→ Problem details: Only one portion of the data is to be written out: from the line bearing "Target: green bush" through the line bearing "Task: locate the blue". Write it exactly as it appears.

(Dataset entries)

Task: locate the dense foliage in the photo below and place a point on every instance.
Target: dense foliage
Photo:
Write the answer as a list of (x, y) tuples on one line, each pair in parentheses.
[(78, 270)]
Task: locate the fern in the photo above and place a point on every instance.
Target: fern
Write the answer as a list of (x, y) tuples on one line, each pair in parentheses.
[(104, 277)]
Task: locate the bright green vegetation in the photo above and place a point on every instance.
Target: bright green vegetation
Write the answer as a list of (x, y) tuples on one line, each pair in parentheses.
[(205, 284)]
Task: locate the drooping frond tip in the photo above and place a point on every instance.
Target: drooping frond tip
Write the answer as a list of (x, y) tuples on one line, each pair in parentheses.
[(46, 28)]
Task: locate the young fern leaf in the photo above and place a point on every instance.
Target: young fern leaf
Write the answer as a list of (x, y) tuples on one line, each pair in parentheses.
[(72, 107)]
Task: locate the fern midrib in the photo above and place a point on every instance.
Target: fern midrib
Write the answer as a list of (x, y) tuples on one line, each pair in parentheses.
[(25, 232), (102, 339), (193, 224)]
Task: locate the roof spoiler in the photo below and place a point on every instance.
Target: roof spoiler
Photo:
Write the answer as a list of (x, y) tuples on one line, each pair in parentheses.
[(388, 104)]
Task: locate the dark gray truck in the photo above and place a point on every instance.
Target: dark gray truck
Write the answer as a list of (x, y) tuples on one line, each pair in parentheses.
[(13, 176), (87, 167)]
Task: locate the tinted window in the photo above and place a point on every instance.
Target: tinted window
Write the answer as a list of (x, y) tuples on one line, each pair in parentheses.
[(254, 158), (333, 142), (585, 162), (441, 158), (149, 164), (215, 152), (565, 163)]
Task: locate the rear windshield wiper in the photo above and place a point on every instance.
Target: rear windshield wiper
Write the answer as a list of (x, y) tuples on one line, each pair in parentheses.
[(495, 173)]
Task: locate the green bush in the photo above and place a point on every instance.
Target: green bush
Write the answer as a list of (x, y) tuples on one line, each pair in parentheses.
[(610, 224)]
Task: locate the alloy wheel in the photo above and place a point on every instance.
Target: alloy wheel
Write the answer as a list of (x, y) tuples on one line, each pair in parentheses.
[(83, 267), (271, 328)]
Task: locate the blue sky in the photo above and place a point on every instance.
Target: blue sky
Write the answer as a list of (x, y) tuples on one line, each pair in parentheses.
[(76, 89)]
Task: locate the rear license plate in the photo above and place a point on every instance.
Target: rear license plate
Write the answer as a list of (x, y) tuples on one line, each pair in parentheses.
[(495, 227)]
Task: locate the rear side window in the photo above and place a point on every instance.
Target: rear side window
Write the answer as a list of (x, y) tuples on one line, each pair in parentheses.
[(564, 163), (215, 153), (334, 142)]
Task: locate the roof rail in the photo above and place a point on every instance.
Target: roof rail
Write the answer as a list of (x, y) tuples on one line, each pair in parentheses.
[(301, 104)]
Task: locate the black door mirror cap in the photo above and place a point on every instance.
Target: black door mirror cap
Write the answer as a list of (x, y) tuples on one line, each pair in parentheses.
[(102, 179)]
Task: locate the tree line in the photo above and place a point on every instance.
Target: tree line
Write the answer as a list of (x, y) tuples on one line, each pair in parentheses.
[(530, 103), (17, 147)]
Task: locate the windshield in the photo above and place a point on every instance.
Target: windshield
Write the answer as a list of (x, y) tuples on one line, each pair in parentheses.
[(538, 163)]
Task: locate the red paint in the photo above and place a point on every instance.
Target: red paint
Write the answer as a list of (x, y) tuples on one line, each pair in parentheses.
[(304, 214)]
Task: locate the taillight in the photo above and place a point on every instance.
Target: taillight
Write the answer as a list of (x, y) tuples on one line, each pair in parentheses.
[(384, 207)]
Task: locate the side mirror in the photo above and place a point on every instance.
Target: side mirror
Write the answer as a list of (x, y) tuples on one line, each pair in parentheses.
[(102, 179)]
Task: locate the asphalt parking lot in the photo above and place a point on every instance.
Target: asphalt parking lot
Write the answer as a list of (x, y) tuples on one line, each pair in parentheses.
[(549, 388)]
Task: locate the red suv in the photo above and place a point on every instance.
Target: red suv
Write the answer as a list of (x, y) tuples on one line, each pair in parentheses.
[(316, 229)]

→ Result of the exercise:
Target: green bush
Write the answer as a list of (x, y) tuples on one line, each pair in parentheses.
[(610, 224)]
Task: locate the alloy wheel in the photo above and place a point on every instance.
Target: alloy wheel
Write the answer as a list of (x, y) tuples on one line, each pair in parentheses.
[(83, 267), (271, 328)]
Task: locate the blue sky in the photo above and place a point on every instance.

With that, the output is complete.